Stored data entries
[Begin]

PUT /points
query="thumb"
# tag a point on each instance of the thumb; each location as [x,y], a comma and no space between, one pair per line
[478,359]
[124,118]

[End]

▸ **AIM**
Reproduce the entries with "thumb" swapped for "fingertip" and nothing else altered.

▸ **EXERCISE ANSWER**
PUT /points
query="fingertip"
# tag a point on each instance of the fingertip; each location as [x,y], a comma and no space between, one pair per line
[478,359]
[124,118]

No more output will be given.